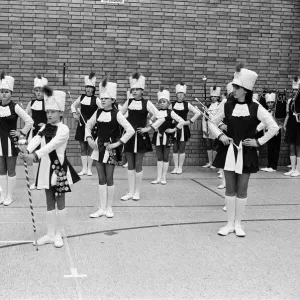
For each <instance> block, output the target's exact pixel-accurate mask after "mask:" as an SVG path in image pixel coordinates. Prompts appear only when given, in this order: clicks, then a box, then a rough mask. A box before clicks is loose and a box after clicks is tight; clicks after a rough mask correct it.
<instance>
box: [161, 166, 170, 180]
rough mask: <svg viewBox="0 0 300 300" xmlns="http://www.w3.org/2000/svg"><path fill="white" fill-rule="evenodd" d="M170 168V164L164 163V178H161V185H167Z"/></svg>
mask: <svg viewBox="0 0 300 300" xmlns="http://www.w3.org/2000/svg"><path fill="white" fill-rule="evenodd" d="M168 168H169V162H164V164H163V173H162V177H161V182H160V183H161V184H167V179H166V176H167V172H168Z"/></svg>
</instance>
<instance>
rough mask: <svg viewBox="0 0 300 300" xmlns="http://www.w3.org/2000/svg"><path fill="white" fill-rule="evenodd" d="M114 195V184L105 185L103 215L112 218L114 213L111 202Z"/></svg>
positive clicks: (109, 217) (114, 189) (114, 187)
mask: <svg viewBox="0 0 300 300" xmlns="http://www.w3.org/2000/svg"><path fill="white" fill-rule="evenodd" d="M114 195H115V186H114V185H111V186H108V187H107V206H106V211H105V215H106V217H107V218H113V217H114V213H113V211H112V203H113V200H114Z"/></svg>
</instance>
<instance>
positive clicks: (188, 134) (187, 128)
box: [174, 125, 191, 143]
mask: <svg viewBox="0 0 300 300" xmlns="http://www.w3.org/2000/svg"><path fill="white" fill-rule="evenodd" d="M174 138H175V141H176V142H177V143H179V142H187V141H188V140H189V139H190V138H191V131H190V128H189V126H188V125H184V126H183V127H182V128H181V129H179V130H177V131H176V132H175V137H174Z"/></svg>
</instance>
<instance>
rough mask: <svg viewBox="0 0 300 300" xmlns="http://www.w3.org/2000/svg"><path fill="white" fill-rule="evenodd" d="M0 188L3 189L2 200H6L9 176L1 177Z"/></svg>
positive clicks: (3, 176)
mask: <svg viewBox="0 0 300 300" xmlns="http://www.w3.org/2000/svg"><path fill="white" fill-rule="evenodd" d="M0 188H1V189H2V192H1V198H2V199H5V198H6V196H7V175H0Z"/></svg>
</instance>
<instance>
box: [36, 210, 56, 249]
mask: <svg viewBox="0 0 300 300" xmlns="http://www.w3.org/2000/svg"><path fill="white" fill-rule="evenodd" d="M55 220H56V210H55V209H53V210H49V211H47V212H46V226H47V234H46V235H44V236H42V237H41V238H39V239H38V240H37V244H38V246H42V245H45V244H53V243H54V238H55ZM33 244H34V245H35V242H33Z"/></svg>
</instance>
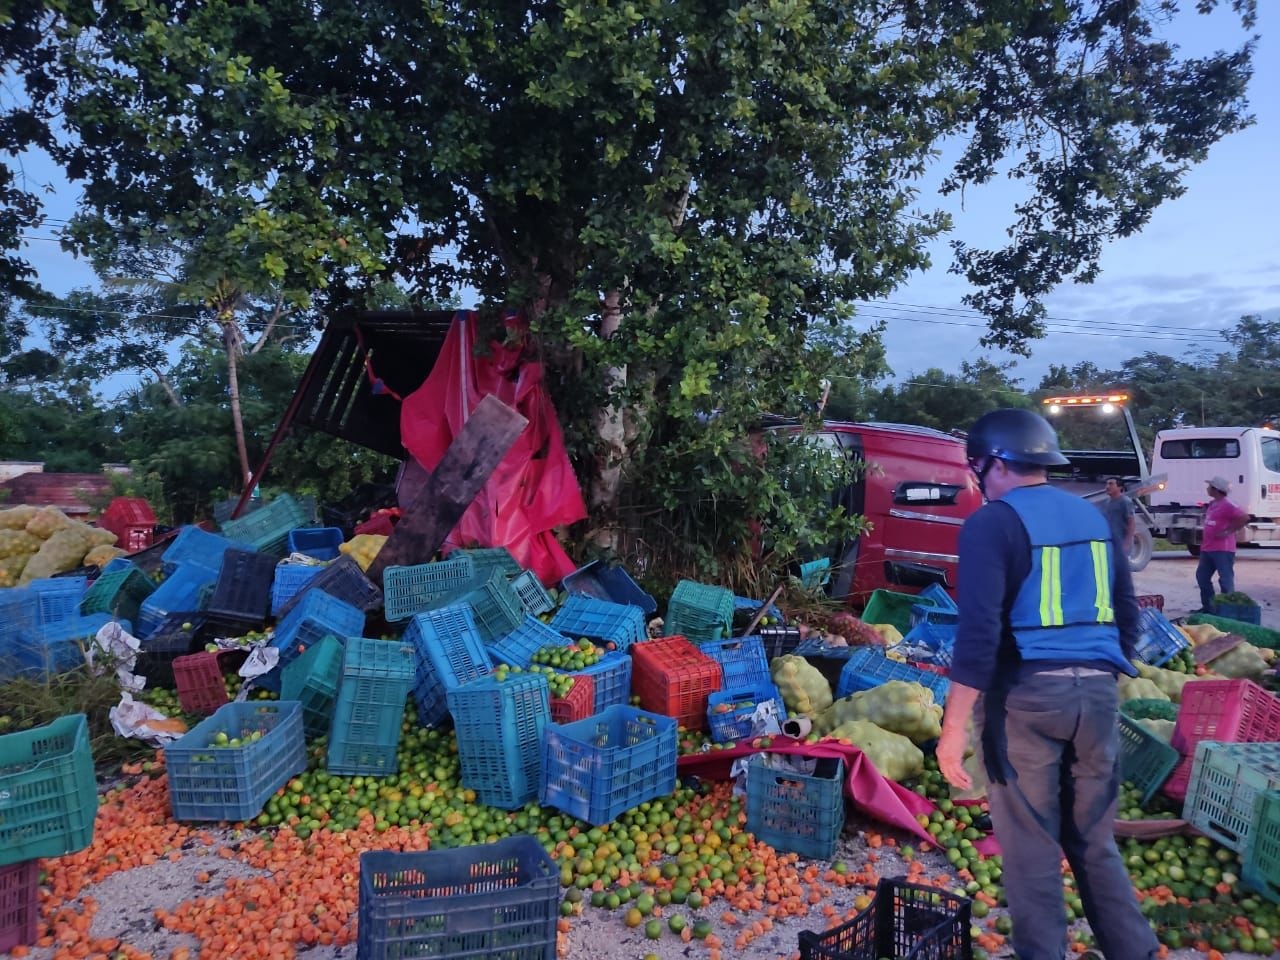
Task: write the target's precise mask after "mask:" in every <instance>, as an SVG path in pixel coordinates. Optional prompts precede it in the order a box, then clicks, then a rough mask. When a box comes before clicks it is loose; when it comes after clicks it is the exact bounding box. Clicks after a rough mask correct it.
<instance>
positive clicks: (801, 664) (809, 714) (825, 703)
mask: <svg viewBox="0 0 1280 960" xmlns="http://www.w3.org/2000/svg"><path fill="white" fill-rule="evenodd" d="M769 673H771V675H772V676H773V685H774V686H776V687H777V689H778V692H780V694H782V703H785V704H786V707H787V712H788V713H799V714H803V716H805V717H814V716H817V714H818V713H820V712H822V710H824V709H827V708H828V707H829V705H831V684H828V682H827V678H826V677H824V676H822V671H820V669H818V668H817V667H814V666H813V664H812V663H809V660H806V659H805V658H804V657H795V655H792V654H787V655H785V657H774V658H773V662H772V663H771V664H769Z"/></svg>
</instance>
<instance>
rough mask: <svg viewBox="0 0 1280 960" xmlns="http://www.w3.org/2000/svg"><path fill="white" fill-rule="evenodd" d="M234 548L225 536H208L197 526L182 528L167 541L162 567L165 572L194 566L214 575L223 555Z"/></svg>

WHAT YOU SHOULD DO: Once the pictures are removed, output the remaining material exactly.

RESPONSE AREA:
For each <instance> block, output the target's exact pixel-accurate mask after "mask:" as an SVG path in image pixel coordinates. Prompts appear only when given, in this order: clicks, then a box, then a rough mask. A box before clicks is loose and a box after clicks is tight; clicks after a rough mask correct it.
<instance>
box: [161, 166, 170, 180]
rough mask: <svg viewBox="0 0 300 300" xmlns="http://www.w3.org/2000/svg"><path fill="white" fill-rule="evenodd" d="M170 168V164L164 163V178H161V185H167Z"/></svg>
mask: <svg viewBox="0 0 300 300" xmlns="http://www.w3.org/2000/svg"><path fill="white" fill-rule="evenodd" d="M168 168H169V162H164V164H163V173H162V177H161V182H160V183H161V184H167V179H166V176H167V172H168Z"/></svg>
</instance>
<instance>
rough mask: <svg viewBox="0 0 300 300" xmlns="http://www.w3.org/2000/svg"><path fill="white" fill-rule="evenodd" d="M114 195V184L105 185L103 215L112 218L114 213L111 202Z"/></svg>
positive clicks: (109, 217) (114, 189) (114, 187)
mask: <svg viewBox="0 0 300 300" xmlns="http://www.w3.org/2000/svg"><path fill="white" fill-rule="evenodd" d="M114 195H115V186H114V185H111V186H108V187H107V206H106V211H105V215H106V217H107V218H113V217H114V213H113V211H112V203H113V200H114Z"/></svg>
</instance>
<instance>
positive clicks: (188, 134) (187, 128)
box: [174, 125, 191, 143]
mask: <svg viewBox="0 0 300 300" xmlns="http://www.w3.org/2000/svg"><path fill="white" fill-rule="evenodd" d="M174 138H175V141H176V142H177V143H179V142H187V141H188V140H189V139H190V138H191V131H190V128H189V126H188V125H184V126H183V127H182V128H181V129H179V130H177V131H176V132H175V137H174Z"/></svg>
</instance>
<instance>
rough mask: <svg viewBox="0 0 300 300" xmlns="http://www.w3.org/2000/svg"><path fill="white" fill-rule="evenodd" d="M0 188L3 189L2 200H6L9 176L1 177Z"/></svg>
positive clicks: (3, 176)
mask: <svg viewBox="0 0 300 300" xmlns="http://www.w3.org/2000/svg"><path fill="white" fill-rule="evenodd" d="M0 188H1V189H2V192H1V198H2V199H5V198H6V196H7V175H0Z"/></svg>
</instance>
<instance>
box: [36, 210, 56, 249]
mask: <svg viewBox="0 0 300 300" xmlns="http://www.w3.org/2000/svg"><path fill="white" fill-rule="evenodd" d="M55 220H56V210H55V209H53V210H49V211H47V212H46V226H47V234H46V235H44V236H42V237H41V238H39V239H38V240H37V244H38V246H42V245H45V244H53V243H54V238H55ZM33 244H34V245H35V242H33Z"/></svg>
</instance>
Task: write the target's precise mask after "mask:" in every <instance>, as an SVG path in pixel coordinates. Optional prompts precede it in the order a box, then clicks, then a rough mask. When a box comes before clicks it is loose; when it comes after clicks it is the exact bounding box. Clicks after a rough mask correct it.
<instance>
positive clicks: (801, 664) (809, 714) (825, 703)
mask: <svg viewBox="0 0 1280 960" xmlns="http://www.w3.org/2000/svg"><path fill="white" fill-rule="evenodd" d="M769 673H771V675H772V676H773V685H774V686H776V687H777V689H778V692H780V694H782V703H785V704H786V707H787V712H788V713H799V714H803V716H805V717H814V716H817V714H818V713H820V712H822V710H824V709H827V708H828V707H829V705H831V684H828V682H827V678H826V677H824V676H822V671H820V669H818V668H817V667H814V666H813V664H812V663H809V660H806V659H805V658H804V657H795V655H792V654H787V655H785V657H774V658H773V662H772V663H771V664H769Z"/></svg>
</instance>
<instance>
rough mask: <svg viewBox="0 0 1280 960" xmlns="http://www.w3.org/2000/svg"><path fill="white" fill-rule="evenodd" d="M234 548L225 536H208L197 526L182 528L167 541L162 567L165 572L194 566L214 575L223 555Z"/></svg>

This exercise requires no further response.